-------- Extracted entries
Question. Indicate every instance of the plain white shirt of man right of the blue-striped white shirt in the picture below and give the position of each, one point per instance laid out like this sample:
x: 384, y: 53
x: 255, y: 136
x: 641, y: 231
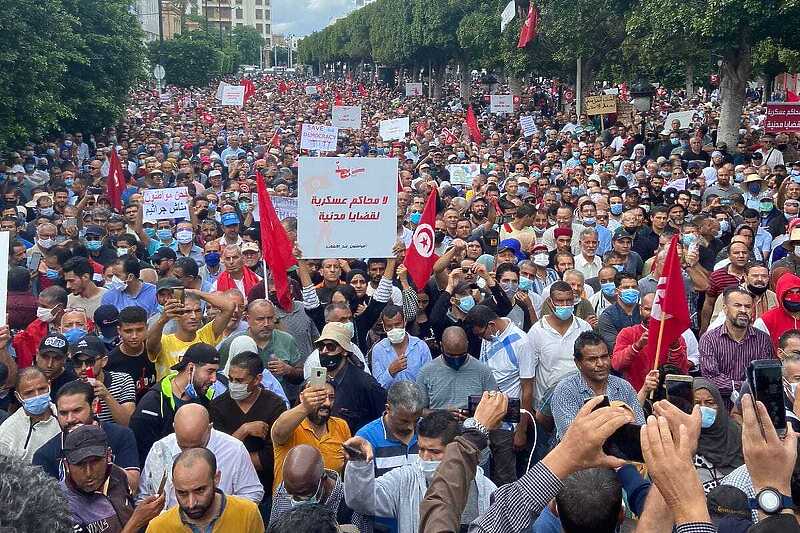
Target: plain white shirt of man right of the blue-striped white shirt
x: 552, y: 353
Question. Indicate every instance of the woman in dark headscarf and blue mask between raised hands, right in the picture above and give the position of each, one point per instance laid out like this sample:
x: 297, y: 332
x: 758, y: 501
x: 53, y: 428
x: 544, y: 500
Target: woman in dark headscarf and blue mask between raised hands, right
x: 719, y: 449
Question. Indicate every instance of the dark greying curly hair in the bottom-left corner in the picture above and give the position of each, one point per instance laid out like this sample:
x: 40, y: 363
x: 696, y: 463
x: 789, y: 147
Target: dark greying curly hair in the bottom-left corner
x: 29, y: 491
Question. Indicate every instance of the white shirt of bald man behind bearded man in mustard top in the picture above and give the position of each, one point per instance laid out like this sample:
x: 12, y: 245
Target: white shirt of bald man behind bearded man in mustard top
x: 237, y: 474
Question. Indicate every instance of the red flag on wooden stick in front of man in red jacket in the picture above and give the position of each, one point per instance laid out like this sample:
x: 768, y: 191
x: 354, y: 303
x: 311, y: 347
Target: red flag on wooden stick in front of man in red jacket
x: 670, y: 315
----------------
Please copy only the lines from the one with "x: 40, y: 363" through the final line of the records above, both ends included.

### Output of the task
x: 40, y: 363
x: 696, y: 463
x: 789, y: 147
Target: dark greying curly hair in the bottom-left corner
x: 29, y: 491
Question. Indicate every instance of the white shirt of bald man behind bearded man in mustard top in the picture above and give the position of each, one point per instance laid out like this sample:
x: 12, y: 245
Target: white shirt of bald man behind bearded man in mustard top
x: 237, y: 474
Question. Indicate every instance of the red flag on wooden stick in front of man in red jacket in the picture above and give the position of each, one point per instance laid out like this sample:
x: 768, y: 191
x: 354, y: 303
x: 311, y: 347
Target: red flag on wooden stick in front of man in red jacket
x: 670, y: 315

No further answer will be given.